### PROVIDED ENTRIES

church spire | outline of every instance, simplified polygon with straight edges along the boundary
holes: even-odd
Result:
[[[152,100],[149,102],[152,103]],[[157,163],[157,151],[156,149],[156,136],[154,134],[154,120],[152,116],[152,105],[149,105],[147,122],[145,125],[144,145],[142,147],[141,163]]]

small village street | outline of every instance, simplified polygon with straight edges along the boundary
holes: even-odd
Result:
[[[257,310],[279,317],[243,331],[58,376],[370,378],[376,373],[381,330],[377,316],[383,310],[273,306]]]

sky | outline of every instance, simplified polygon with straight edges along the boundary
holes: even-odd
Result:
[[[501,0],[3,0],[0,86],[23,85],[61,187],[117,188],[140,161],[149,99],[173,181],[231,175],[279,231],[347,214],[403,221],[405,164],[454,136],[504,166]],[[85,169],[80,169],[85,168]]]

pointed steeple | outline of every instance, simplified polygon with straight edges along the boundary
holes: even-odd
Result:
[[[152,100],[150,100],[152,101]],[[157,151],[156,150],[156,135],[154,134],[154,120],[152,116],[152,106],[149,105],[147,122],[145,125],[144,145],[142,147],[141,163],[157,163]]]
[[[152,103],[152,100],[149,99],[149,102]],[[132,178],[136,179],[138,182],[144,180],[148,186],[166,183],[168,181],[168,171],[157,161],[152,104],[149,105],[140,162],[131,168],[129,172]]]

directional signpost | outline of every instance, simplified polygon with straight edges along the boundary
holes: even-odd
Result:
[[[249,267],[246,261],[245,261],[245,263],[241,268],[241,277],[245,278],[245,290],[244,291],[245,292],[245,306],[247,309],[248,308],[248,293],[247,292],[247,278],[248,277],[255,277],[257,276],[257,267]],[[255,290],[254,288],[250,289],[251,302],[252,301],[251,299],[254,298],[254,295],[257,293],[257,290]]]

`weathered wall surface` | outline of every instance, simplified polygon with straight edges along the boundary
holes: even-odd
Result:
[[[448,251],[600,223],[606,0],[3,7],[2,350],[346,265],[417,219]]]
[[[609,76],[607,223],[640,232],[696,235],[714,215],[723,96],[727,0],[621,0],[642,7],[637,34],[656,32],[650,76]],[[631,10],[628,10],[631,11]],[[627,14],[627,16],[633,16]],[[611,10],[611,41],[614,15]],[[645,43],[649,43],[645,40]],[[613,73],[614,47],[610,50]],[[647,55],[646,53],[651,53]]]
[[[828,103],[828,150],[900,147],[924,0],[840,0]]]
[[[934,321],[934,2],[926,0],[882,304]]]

### EXERCISE PROMPT
Please pick out every line of the material above that contains the word "with" and copy each of those lines in full.

### RESPONSE TO THE TASK
church spire | outline of every instance, simplified polygon with straight edges along the boundary
small village street | outline of every instance, simplified polygon with straight edges along the boundary
sky | outline of every instance, simplified polygon with straight edges along the boundary
pointed steeple | outline of every instance, simplified polygon with straight edges along the boundary
directional signpost | outline of every instance, simplified polygon with straight edges along the boundary
`weathered wall surface` | outline of every instance, simplified polygon with straight edges along the boundary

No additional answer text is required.